**INSTRUCTIONS TO FOLLOW:**
Quote the lines of the material word for word, starting at the line that contains "point_to finds the gray wall" and ending after the line that contains "pixel 333 231".

**GIVEN RECORDS:**
** Start **
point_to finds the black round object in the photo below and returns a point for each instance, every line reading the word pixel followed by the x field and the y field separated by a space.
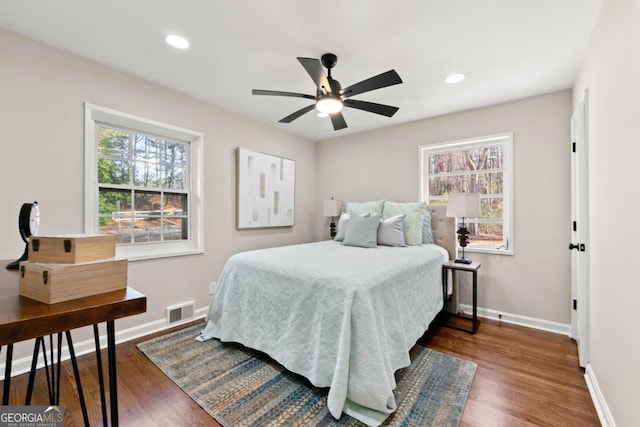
pixel 329 60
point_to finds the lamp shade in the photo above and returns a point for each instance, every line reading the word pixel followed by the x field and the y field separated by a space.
pixel 330 208
pixel 463 205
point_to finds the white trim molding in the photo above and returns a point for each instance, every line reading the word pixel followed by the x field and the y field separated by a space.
pixel 516 319
pixel 604 414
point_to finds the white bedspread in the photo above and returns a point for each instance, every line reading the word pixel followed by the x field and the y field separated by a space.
pixel 343 317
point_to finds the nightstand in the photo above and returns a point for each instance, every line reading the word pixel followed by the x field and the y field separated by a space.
pixel 473 269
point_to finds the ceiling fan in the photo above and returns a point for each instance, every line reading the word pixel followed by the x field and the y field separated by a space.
pixel 330 97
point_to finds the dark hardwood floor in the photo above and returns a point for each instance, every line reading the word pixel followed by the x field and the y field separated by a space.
pixel 525 377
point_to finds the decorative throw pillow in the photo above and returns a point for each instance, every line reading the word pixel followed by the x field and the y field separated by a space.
pixel 427 233
pixel 343 224
pixel 413 221
pixel 362 231
pixel 391 231
pixel 364 207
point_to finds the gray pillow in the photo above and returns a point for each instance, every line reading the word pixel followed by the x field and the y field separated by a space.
pixel 343 224
pixel 412 222
pixel 391 231
pixel 427 233
pixel 362 231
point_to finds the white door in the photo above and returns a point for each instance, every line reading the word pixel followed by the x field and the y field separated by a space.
pixel 579 244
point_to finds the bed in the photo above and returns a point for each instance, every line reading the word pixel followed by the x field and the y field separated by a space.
pixel 344 317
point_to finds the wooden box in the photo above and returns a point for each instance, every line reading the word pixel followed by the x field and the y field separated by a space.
pixel 52 283
pixel 71 249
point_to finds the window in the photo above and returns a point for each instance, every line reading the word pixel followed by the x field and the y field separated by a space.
pixel 143 184
pixel 481 165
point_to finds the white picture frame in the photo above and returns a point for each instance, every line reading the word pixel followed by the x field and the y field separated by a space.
pixel 265 195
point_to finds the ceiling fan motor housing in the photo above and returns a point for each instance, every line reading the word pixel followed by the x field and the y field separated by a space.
pixel 329 60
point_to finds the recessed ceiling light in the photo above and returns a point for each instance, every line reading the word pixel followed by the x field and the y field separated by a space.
pixel 454 78
pixel 176 41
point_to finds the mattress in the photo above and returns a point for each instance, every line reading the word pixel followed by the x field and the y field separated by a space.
pixel 343 317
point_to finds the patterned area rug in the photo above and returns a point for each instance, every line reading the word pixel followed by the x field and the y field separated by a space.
pixel 242 387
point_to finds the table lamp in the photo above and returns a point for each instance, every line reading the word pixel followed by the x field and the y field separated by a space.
pixel 463 205
pixel 331 209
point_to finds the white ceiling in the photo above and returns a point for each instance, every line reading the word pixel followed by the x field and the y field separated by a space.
pixel 509 49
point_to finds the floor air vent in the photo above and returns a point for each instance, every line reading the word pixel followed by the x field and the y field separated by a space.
pixel 181 312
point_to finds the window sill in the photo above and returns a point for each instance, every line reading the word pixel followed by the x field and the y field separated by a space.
pixel 140 252
pixel 489 251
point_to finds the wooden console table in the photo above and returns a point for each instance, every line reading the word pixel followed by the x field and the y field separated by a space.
pixel 22 318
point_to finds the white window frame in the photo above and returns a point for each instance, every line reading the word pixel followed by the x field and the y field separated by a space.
pixel 93 115
pixel 506 139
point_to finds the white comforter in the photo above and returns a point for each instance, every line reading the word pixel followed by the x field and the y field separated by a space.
pixel 343 317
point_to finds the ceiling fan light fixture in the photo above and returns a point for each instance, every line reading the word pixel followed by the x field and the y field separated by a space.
pixel 454 78
pixel 329 104
pixel 177 41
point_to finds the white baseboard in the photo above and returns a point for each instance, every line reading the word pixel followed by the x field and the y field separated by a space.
pixel 516 319
pixel 22 365
pixel 604 414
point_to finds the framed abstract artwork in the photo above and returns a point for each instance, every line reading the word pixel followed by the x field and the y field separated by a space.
pixel 265 190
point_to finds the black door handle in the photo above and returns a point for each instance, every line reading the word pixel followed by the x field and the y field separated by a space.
pixel 579 246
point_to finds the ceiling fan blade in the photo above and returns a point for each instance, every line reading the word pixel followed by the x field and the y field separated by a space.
pixel 278 93
pixel 389 78
pixel 372 107
pixel 338 121
pixel 300 112
pixel 315 70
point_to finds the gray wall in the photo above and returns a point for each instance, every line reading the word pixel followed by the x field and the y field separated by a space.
pixel 41 134
pixel 610 73
pixel 535 282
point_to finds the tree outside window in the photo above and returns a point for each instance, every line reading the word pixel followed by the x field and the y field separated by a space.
pixel 479 165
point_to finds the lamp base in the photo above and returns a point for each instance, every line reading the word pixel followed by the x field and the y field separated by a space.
pixel 333 231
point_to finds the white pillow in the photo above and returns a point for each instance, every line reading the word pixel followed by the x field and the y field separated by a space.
pixel 427 233
pixel 391 231
pixel 364 207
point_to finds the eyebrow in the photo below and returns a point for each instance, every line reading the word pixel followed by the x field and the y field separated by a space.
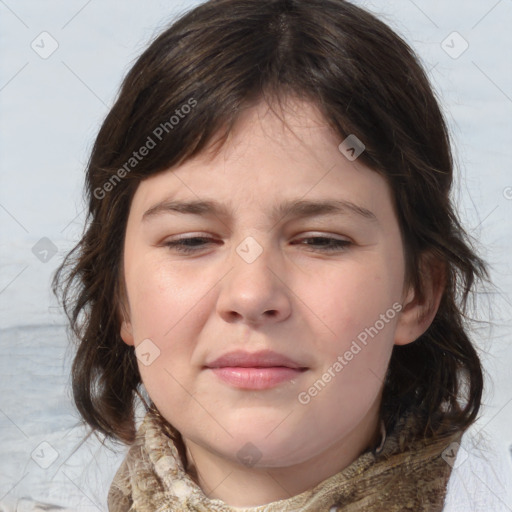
pixel 295 209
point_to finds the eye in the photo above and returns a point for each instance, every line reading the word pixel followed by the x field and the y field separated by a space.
pixel 320 244
pixel 187 245
pixel 327 244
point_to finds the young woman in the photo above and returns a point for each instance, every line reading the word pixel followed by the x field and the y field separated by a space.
pixel 272 256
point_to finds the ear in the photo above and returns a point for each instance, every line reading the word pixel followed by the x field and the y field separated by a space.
pixel 419 310
pixel 127 332
pixel 126 326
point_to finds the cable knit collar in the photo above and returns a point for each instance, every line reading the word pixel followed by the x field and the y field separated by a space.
pixel 398 475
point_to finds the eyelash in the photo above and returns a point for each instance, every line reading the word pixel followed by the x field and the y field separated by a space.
pixel 335 244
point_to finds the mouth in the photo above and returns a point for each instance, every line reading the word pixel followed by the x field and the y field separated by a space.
pixel 256 371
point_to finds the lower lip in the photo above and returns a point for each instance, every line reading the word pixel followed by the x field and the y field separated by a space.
pixel 256 378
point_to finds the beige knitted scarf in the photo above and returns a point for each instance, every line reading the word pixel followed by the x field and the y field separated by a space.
pixel 402 474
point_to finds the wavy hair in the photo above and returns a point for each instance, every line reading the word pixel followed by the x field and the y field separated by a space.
pixel 225 55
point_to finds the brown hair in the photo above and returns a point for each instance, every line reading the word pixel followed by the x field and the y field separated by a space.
pixel 218 58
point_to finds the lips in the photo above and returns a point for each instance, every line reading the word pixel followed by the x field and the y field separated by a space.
pixel 258 370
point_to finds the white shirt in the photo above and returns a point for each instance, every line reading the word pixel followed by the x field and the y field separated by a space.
pixel 481 478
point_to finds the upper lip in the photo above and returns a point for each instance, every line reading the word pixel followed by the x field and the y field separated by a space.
pixel 261 359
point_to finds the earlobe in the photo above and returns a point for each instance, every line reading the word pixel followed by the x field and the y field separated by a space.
pixel 419 310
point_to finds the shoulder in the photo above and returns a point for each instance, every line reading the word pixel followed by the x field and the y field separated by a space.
pixel 481 478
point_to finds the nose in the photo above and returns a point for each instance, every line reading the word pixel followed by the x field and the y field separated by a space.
pixel 255 290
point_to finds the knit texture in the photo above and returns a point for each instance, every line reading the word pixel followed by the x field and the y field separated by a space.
pixel 402 475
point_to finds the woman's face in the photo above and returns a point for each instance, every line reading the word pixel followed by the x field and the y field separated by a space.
pixel 265 316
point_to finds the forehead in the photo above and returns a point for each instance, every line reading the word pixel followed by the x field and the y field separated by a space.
pixel 271 159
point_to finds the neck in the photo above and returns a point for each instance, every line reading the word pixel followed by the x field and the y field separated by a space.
pixel 241 486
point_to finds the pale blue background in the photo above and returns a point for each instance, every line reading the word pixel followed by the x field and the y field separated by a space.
pixel 50 112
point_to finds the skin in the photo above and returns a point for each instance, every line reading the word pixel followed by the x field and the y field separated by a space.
pixel 294 298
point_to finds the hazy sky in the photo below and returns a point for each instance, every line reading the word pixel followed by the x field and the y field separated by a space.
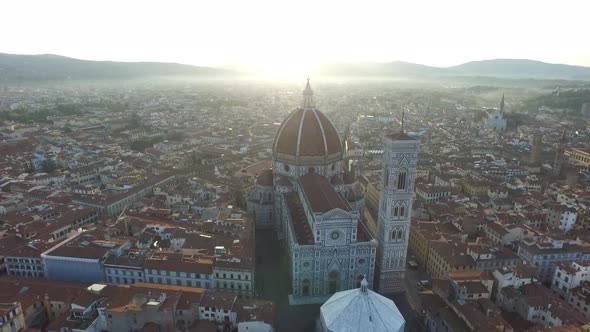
pixel 293 34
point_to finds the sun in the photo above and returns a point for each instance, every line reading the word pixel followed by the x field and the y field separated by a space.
pixel 284 68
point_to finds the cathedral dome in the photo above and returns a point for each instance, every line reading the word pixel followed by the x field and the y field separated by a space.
pixel 307 136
** End **
**SOLUTION FOR THIS PROBLEM:**
point_to finds the gray wall in the photo above and returns a point for each instance, every line reading the word pixel followed by the x field and the y field separated by a space.
pixel 41 134
pixel 610 73
pixel 535 282
point_to finds the tree outside window in the photo above and returns a point for each instance, every line reading the word pixel followed by the x field and the y field separated by a space.
pixel 479 165
point_to finds the lamp base in the photo above and returns a point for each instance, every line reading the word pixel followed by the x field and the y field separated by a space.
pixel 333 231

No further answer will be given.